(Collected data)
-=-=-
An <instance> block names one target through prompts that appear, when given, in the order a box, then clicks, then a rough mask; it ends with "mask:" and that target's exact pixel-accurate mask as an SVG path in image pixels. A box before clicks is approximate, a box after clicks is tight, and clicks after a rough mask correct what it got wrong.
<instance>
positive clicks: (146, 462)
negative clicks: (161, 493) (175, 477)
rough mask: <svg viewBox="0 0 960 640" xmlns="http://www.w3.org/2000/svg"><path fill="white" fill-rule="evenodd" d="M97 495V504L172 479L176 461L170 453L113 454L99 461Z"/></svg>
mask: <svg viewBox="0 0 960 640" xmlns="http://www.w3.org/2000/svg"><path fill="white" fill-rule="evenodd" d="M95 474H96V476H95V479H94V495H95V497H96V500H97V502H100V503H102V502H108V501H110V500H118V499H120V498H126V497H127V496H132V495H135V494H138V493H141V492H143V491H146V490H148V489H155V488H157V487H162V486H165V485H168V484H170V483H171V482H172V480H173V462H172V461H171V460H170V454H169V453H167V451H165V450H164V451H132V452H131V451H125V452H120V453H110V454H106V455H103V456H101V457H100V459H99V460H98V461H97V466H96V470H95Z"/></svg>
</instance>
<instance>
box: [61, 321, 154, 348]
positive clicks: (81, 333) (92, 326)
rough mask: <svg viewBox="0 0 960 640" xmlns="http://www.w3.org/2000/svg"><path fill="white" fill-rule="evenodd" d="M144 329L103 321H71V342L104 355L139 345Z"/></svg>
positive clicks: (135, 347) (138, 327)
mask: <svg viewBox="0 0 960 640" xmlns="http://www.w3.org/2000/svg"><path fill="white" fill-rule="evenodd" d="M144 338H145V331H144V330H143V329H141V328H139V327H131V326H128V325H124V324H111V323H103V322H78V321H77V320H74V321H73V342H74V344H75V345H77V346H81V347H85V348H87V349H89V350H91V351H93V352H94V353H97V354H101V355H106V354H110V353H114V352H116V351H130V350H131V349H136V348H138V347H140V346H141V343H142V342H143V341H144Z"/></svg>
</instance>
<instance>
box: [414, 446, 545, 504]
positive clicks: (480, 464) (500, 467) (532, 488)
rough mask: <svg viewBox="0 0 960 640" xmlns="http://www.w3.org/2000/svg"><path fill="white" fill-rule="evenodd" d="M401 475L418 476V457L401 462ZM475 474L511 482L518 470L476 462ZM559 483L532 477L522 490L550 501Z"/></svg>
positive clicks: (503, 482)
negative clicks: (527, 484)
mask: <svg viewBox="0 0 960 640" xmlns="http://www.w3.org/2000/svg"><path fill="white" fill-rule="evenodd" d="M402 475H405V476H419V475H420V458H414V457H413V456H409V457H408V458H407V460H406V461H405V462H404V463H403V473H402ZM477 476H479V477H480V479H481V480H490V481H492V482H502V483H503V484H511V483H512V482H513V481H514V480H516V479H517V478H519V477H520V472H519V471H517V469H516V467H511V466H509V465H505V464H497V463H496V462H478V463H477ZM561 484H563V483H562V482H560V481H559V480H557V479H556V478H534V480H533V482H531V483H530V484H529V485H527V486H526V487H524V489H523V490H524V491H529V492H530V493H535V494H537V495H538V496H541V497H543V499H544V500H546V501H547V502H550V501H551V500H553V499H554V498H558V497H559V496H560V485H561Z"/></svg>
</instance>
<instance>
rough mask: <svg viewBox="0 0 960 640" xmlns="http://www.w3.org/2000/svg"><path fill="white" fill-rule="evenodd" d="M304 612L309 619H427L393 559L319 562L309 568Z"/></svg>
-=-=-
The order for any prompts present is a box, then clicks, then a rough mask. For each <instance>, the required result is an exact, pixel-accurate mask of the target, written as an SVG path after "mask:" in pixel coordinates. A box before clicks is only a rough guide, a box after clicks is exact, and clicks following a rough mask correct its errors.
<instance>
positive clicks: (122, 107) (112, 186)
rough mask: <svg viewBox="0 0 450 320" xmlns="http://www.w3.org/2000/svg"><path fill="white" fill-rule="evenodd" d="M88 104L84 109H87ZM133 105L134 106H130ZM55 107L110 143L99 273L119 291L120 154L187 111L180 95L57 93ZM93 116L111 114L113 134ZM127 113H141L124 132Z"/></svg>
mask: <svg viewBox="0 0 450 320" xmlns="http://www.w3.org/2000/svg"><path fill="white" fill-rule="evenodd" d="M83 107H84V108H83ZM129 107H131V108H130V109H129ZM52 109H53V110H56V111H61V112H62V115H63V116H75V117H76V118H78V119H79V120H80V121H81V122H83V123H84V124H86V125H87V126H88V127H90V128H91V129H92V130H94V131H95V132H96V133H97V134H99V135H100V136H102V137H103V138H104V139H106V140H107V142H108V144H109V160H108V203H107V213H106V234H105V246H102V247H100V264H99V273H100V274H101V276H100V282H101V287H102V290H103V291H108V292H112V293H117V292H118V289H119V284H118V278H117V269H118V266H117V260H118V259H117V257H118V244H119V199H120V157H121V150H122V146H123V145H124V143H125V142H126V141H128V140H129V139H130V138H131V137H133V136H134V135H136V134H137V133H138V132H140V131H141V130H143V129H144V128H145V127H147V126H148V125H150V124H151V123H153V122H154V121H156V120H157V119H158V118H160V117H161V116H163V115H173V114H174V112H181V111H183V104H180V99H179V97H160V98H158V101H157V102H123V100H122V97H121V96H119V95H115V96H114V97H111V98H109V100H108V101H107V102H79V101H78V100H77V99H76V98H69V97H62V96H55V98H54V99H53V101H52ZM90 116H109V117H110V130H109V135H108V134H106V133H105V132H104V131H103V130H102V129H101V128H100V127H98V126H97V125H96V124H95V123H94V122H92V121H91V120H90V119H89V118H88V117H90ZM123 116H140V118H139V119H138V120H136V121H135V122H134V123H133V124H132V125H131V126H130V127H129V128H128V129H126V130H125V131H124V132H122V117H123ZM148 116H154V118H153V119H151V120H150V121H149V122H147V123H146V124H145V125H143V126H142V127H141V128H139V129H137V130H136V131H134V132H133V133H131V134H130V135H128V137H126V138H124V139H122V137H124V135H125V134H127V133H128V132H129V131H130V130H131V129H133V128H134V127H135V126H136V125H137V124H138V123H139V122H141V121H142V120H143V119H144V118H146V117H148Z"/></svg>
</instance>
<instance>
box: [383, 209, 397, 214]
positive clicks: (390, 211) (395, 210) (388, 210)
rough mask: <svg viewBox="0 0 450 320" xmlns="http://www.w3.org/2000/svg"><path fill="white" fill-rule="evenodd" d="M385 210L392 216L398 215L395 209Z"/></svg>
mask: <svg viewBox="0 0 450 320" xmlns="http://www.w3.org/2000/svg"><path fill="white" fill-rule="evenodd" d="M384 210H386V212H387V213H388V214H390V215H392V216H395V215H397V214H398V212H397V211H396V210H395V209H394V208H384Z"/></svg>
-=-=-
**Work request**: Retype, exactly and in full, the lines above from the one containing "negative clicks: (527, 484)" through the one containing "612L309 619H427L393 559L319".

**Problem solution**:
negative clicks: (527, 484)
mask: <svg viewBox="0 0 960 640" xmlns="http://www.w3.org/2000/svg"><path fill="white" fill-rule="evenodd" d="M402 475H405V476H419V475H420V458H414V457H413V456H409V457H408V458H407V460H406V461H405V462H404V463H403V473H402ZM477 476H479V477H480V479H481V480H490V481H492V482H502V483H503V484H511V483H512V482H513V481H514V480H516V479H517V478H519V477H520V472H519V471H517V469H516V467H511V466H509V465H505V464H497V463H496V462H478V463H477ZM561 484H563V483H562V482H560V481H559V480H557V479H556V478H534V480H533V482H531V483H530V484H529V485H527V486H526V487H524V489H523V490H524V491H529V492H530V493H535V494H537V495H538V496H541V497H543V499H544V500H546V501H547V502H550V501H551V500H553V499H554V498H558V497H559V496H560V485H561Z"/></svg>
</instance>
<instance>
rough mask: <svg viewBox="0 0 960 640" xmlns="http://www.w3.org/2000/svg"><path fill="white" fill-rule="evenodd" d="M304 612L309 619H427L393 559L319 562L309 568Z"/></svg>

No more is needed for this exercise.